### Selected text
++++++
I was worried about rising natural gas prices for companies that make products with the intentions of unseating oil’s dominant position, but the flip side of that is the benefit to the suppliers.

Chesapeake Energy Corporation

One of the great things about investing is that a problem in one place can mean an opportunity in another. The companies could only go for the easiest, also known as cheapest, gas available. If the natural-gas price trend continues upward, it can finally lead some stocks much higher.

The extended environment of low prices has meant that these companies have had to operate in a lean fashion, squeezing out savings in costs whenever possible. Natural gas companies have to be far more judicious in their spending, and that experience could work to their benefit in a better price environment.

Hard-luck giant

I have a tendency to like down-and-out companies the best. Even ones that are pretty far gone get my attention. I like to look at them, though I do not uniformly see the good in them–but the potential is enticing.

Chesapeake Energy Corporation (NYSE:CHK) has a new CEO, and one really terrible quarter in 2012 that makes the numbers look worse than they are. Considering the issues surrounding the previous CEO and his departure from the company, there might be some concern that the new CEO did not come from outside the company. However, the bright side is that the new CEO, being the former COO, understands the company’s operations.

Natural gas production accounts for 70% of the company’s total production. The other 30% is called liquids production and is two-thirds oil and one-third natural-gas liquids. Natural-gas liquids are components that are absorbed into gasses such as propane, butane, etc. It’s economic to extract those and sell them. Despite liquids being 30% of the overall production, they were 62% of the revenue for 4Q 2012.

Rising prices should re-balance those numbers as natural gas attracts more money to the company. Also, once the price rises high enough, Chesapeake Energy Corporation (NYSE:CHK) can increase production, which means it can make more money per unit and produce more units of gas by extracting more expensive gas.

Much of the profit from the previous quarter came due to oil. Oil is still going to be the key product for the company for the remainder of 2013, as the price of natural gas is not expected to rise too much. However, there are a lot of forces over the next two-to-three years that could put upward pressures on natural gas, and these will continueas natural gas becomes increasingly important.

Many factories producing LNG and compressed natural gas (CNG) are expected to come online by 2015, and there are potential developments on the political front, as well. The massive beast of a floating LNG plant is likely to be completed by 2017, but it’s gigantic, which is why it is later. Smaller plants will come online sooner.

These overarching factors will work in Chesapeake Energy Corporation (NYSE:CHK)’s favor, and oil will keep the company growing in 2013. Oil is likely to be responsible for 51% of revenue this year, according to the company. A patient investor has the chance to invest in the long game that is natural gas, and you can collect a very modest 1.7% dividend yield in the mean time.

Unraveling the fear

Linn Energy LLC (NASDAQ: LINE) has mostly recovered from its fall down to $36 and shares are now trading in the mid-$38 range. However, the stock is lower than when I first noticed it at above $40. There were some murmurs of accounting problems a few months ago that brought the stock down. It was not a huge decline considering the high dividend and the lack of substantive evidence.

The company managed to increase its distributions and expand its operations in a deteriorating price environment. It seems like sound logic that increases in natural gas prices will eventually work in the company’s favor.

Linn Energy LLC (NASDAQ: LINE) also seems to be beefing up its oil reserves. Its acquisition of Berry Petroleum Company (NYSE:BRY) gives it primarily reserves in oil. That diversity should help it get through the near term, and should allow the company to keep paying its great 7.6% dividend.
++++++
Image-grounded pointing data
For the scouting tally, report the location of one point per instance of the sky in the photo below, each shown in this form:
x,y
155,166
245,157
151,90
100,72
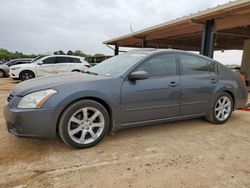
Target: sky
x,y
45,26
++++++
### Task 1
Answer these questions from the natural gas article:
(a) What percentage of Chesapeake Energy's total production comes from natural gas?
(b) By what year is the floating LNG plant likely to be completed?
(c) What dividend yield does Linn Energy pay?
### Task 2
For each statement, say whether the natural gas article supports it, and quote the words that decide it.
(a) Chesapeake Energy's new CEO was recruited from outside the company.
(b) Liquids made up 62% of Chesapeake Energy's revenue for 4Q 2012.
(c) Linn Energy's acquisition of Berry Petroleum gives it mainly natural gas reserves.

### Written reply 1
(a) 70%
(b) 2017
(c) 7.6%

### Written reply 2
(a) No: "the new CEO, being the former COO, understands the company’s operations."
(b) Yes: "Despite liquids being 30% of the overall production, they were 62% of the revenue for 4Q 2012."
(c) No: "Its acquisition of Berry Petroleum Company (NYSE:BRY) gives it primarily reserves in oil."